> [Dataset entries]:
___

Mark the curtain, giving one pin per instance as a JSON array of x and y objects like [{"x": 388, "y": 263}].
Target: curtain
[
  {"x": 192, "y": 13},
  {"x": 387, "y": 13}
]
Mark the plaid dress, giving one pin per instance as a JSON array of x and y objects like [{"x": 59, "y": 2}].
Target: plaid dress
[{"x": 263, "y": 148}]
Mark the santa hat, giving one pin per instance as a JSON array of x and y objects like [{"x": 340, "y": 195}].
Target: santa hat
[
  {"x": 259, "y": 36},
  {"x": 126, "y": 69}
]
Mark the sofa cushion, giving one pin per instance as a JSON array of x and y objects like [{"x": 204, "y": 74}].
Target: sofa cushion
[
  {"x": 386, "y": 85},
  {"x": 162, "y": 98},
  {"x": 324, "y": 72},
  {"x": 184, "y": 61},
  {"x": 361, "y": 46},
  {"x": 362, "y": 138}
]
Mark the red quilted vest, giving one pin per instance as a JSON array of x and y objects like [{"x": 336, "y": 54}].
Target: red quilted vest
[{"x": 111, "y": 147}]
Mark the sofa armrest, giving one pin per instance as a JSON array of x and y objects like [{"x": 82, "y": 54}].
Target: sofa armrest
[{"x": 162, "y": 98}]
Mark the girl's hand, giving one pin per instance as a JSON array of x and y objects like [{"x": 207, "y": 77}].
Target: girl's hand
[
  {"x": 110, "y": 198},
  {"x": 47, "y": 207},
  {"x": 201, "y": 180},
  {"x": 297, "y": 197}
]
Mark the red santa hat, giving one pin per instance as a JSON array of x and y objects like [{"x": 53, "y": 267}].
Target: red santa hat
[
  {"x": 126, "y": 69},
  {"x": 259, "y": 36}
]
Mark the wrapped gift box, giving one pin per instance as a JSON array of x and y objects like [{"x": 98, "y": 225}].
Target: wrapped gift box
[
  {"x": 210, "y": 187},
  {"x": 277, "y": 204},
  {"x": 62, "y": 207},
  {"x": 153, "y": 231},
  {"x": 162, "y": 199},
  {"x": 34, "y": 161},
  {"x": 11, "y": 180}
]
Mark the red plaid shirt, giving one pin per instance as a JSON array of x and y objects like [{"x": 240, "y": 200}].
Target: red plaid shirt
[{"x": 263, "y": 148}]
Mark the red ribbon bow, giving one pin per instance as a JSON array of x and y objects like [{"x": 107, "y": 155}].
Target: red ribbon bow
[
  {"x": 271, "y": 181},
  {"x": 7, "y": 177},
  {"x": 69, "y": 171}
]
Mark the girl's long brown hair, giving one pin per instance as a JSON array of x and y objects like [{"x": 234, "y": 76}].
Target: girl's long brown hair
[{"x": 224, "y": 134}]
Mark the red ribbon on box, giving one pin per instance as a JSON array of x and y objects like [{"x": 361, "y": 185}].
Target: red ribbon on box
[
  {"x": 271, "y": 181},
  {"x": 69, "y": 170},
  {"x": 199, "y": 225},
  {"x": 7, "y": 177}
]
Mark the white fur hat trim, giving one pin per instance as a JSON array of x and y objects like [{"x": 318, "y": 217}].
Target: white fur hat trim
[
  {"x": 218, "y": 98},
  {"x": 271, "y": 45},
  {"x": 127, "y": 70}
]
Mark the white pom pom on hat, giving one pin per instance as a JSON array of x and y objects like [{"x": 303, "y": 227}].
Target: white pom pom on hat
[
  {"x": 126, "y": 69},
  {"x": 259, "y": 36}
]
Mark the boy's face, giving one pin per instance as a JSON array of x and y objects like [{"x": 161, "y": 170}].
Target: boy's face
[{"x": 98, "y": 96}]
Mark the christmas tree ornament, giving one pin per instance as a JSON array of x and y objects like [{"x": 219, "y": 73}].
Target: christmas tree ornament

___

Take the data above and reproduce it exactly.

> [Response for this exercise]:
Mark the curtain, giving one pin per instance as a JSON array of x and y objects like [{"x": 388, "y": 263}].
Target: curtain
[
  {"x": 192, "y": 13},
  {"x": 387, "y": 13}
]
Mark the plaid dress, giving one pin per instance as a JSON array of x and y objects like [{"x": 59, "y": 2}].
Target: plaid dress
[{"x": 263, "y": 148}]
Mark the santa hat, giving one pin per instance as a JSON array of x and y objects like [{"x": 340, "y": 195}].
Target: santa hat
[
  {"x": 259, "y": 36},
  {"x": 126, "y": 69}
]
Mark the sofa cushion, giving one pin per instance as a JSON array of x and y objects like [{"x": 204, "y": 74}].
Target: sofa cushion
[
  {"x": 386, "y": 85},
  {"x": 162, "y": 98},
  {"x": 324, "y": 72},
  {"x": 184, "y": 61},
  {"x": 361, "y": 46},
  {"x": 362, "y": 138}
]
Mark the red quilted vest, giving one pin per instance as a JSON array of x and y objects like [{"x": 336, "y": 54}].
Target: red quilted vest
[{"x": 111, "y": 147}]
Mark the sofa armrest, giving one pin per instance as a JSON array of x and y objects like [{"x": 82, "y": 54}].
Target: sofa armrest
[{"x": 162, "y": 98}]
Mark the girl's hand, giving one pin per instance as a JSON array of x and y objects like [{"x": 207, "y": 77}].
Target: girl's hand
[
  {"x": 110, "y": 198},
  {"x": 47, "y": 207},
  {"x": 201, "y": 180},
  {"x": 297, "y": 197}
]
Mark the red santa hat, giving one pin per instance as a JSON array of x and y objects like [{"x": 53, "y": 267}].
Target: red santa hat
[
  {"x": 126, "y": 69},
  {"x": 259, "y": 36}
]
Mark the wrapped gift box, giving one pin per instance as a JSON array of x and y objects like [{"x": 98, "y": 225}].
Target: wrapped gift box
[
  {"x": 210, "y": 187},
  {"x": 277, "y": 204},
  {"x": 62, "y": 207},
  {"x": 153, "y": 231},
  {"x": 162, "y": 199},
  {"x": 34, "y": 161},
  {"x": 11, "y": 180}
]
Mark the red plaid shirt, giving one pin per instance as a JSON array of x and y objects like [{"x": 240, "y": 200}].
Target: red plaid shirt
[{"x": 263, "y": 148}]
Mark the red ribbon bow, giving one pin per instance as a JSON array of x and y objects like [{"x": 107, "y": 155}].
Target: red ribbon bow
[
  {"x": 271, "y": 181},
  {"x": 7, "y": 177},
  {"x": 69, "y": 171}
]
Mark the girl's long brown hair, giving one pin per instance as a JSON array of x and y objects like [{"x": 234, "y": 76}].
Target: girl's long brown hair
[{"x": 224, "y": 134}]
Mark the red ribbon on box, giving one pin per instance as a JSON array of x and y objects like [{"x": 361, "y": 185}].
Target: red ribbon on box
[
  {"x": 271, "y": 181},
  {"x": 69, "y": 170},
  {"x": 199, "y": 225},
  {"x": 7, "y": 177}
]
Mark the white fur hat trim, giving one pin per instance as a JSON array of x and y objects like [{"x": 318, "y": 217}].
Target: white fur hat trim
[
  {"x": 218, "y": 98},
  {"x": 271, "y": 45},
  {"x": 127, "y": 70}
]
Mark the white pom pom on hat, giving one pin per instance as a JSON array of x and y objects like [{"x": 303, "y": 227}].
Target: white pom pom on hat
[
  {"x": 126, "y": 69},
  {"x": 259, "y": 36}
]
Mark the boy's face, giving one pin per instance as a JSON array of x and y objects like [{"x": 161, "y": 170}].
Target: boy's face
[{"x": 98, "y": 96}]
Mark the christmas tree ornament, giving one pin per instance as a JSON array of x and y objects like [{"x": 219, "y": 73}].
Target: christmas tree ornament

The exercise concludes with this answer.